** Your goal **
Copy out the items below exactly as they stand, only the stretch from the line containing "[segment] person's shoe" through the end of the items.

'''

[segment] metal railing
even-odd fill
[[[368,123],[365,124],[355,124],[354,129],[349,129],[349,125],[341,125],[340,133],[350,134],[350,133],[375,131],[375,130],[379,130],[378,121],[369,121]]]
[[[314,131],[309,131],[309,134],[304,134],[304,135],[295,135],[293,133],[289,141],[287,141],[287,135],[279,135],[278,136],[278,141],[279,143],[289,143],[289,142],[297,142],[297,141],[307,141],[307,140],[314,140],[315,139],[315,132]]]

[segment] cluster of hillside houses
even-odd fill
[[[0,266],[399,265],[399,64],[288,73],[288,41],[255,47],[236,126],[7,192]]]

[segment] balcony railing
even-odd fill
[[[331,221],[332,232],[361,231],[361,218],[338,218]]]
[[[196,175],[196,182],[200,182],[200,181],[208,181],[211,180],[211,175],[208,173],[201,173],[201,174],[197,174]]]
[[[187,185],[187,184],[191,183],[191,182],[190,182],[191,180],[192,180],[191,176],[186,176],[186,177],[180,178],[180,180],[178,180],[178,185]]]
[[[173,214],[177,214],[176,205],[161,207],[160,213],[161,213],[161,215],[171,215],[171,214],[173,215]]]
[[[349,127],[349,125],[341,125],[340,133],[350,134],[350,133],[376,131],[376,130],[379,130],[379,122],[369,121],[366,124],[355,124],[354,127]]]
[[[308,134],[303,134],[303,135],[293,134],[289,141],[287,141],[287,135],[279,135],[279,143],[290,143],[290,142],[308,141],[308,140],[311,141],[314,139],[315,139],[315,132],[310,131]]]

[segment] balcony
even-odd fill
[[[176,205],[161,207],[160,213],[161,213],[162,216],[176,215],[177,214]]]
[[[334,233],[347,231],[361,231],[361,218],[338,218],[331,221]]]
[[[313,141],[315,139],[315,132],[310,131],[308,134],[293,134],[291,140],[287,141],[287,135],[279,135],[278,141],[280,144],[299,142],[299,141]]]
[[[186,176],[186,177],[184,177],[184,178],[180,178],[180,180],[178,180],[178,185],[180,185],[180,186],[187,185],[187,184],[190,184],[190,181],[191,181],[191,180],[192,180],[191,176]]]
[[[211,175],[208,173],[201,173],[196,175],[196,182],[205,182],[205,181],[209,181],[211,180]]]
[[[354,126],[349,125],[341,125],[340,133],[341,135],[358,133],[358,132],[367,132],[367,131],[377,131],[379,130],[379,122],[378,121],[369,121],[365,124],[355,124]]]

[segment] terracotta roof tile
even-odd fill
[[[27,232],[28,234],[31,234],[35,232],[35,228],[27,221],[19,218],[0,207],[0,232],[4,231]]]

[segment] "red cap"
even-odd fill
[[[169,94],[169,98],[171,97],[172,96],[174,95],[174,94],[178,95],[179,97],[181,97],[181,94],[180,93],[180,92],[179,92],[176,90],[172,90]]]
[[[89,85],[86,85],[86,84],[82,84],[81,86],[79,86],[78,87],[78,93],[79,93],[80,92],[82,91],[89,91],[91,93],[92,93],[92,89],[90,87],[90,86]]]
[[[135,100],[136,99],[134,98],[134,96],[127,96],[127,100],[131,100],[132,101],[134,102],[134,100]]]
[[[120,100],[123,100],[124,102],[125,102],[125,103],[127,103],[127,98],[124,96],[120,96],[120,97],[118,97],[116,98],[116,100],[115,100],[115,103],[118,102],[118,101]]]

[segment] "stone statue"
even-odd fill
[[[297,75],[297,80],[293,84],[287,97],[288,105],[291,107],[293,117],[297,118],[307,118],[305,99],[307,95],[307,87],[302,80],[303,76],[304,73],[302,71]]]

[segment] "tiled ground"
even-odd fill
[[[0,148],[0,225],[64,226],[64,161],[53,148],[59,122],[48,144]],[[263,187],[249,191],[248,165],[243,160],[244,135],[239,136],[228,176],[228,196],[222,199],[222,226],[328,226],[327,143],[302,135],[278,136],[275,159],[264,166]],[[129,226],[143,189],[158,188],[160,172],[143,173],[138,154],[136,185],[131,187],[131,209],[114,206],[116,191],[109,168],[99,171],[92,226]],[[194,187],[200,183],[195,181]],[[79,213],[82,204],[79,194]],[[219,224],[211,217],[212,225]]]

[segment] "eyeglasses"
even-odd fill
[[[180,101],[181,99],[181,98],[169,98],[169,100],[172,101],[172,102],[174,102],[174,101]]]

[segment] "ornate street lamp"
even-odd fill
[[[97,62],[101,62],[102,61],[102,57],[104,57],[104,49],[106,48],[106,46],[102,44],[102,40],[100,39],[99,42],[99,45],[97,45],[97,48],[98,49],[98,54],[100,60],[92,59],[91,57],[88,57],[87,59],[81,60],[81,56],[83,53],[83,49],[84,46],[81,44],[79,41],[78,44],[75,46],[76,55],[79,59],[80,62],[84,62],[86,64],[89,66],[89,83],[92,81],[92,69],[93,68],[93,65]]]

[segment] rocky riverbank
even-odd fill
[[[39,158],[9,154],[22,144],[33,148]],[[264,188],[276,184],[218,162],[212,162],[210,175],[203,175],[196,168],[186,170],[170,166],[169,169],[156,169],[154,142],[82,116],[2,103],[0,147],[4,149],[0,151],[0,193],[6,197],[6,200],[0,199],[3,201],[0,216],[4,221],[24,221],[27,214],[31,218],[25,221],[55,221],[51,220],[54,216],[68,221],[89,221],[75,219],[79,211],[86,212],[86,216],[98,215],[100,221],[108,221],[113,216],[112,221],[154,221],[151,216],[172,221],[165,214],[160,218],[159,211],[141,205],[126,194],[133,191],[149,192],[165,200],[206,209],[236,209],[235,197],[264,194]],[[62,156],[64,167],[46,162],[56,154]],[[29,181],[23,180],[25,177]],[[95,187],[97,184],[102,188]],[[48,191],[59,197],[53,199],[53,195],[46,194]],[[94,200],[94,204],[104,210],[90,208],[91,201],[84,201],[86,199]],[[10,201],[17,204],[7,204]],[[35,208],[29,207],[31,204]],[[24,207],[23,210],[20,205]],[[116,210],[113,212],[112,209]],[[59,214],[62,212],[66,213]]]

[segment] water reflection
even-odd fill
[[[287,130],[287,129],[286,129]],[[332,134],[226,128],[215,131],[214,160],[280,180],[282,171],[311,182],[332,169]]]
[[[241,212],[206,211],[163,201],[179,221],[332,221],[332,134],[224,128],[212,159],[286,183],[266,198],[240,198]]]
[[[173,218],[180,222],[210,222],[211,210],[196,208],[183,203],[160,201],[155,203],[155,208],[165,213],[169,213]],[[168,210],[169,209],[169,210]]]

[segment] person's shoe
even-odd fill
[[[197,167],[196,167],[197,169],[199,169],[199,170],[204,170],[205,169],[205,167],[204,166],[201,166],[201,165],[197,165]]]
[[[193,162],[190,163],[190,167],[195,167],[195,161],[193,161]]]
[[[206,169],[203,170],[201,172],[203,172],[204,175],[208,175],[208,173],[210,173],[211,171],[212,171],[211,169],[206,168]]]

'''

** Solution for this task **
[segment] person's shoe
even-odd fill
[[[197,167],[196,167],[197,169],[199,169],[199,170],[204,170],[205,169],[205,167],[204,166],[201,166],[201,165],[197,165]]]
[[[193,162],[190,163],[190,167],[195,167],[195,161],[193,161]]]
[[[206,169],[203,170],[201,172],[203,172],[204,175],[208,175],[208,173],[210,173],[211,171],[212,171],[211,169],[206,168]]]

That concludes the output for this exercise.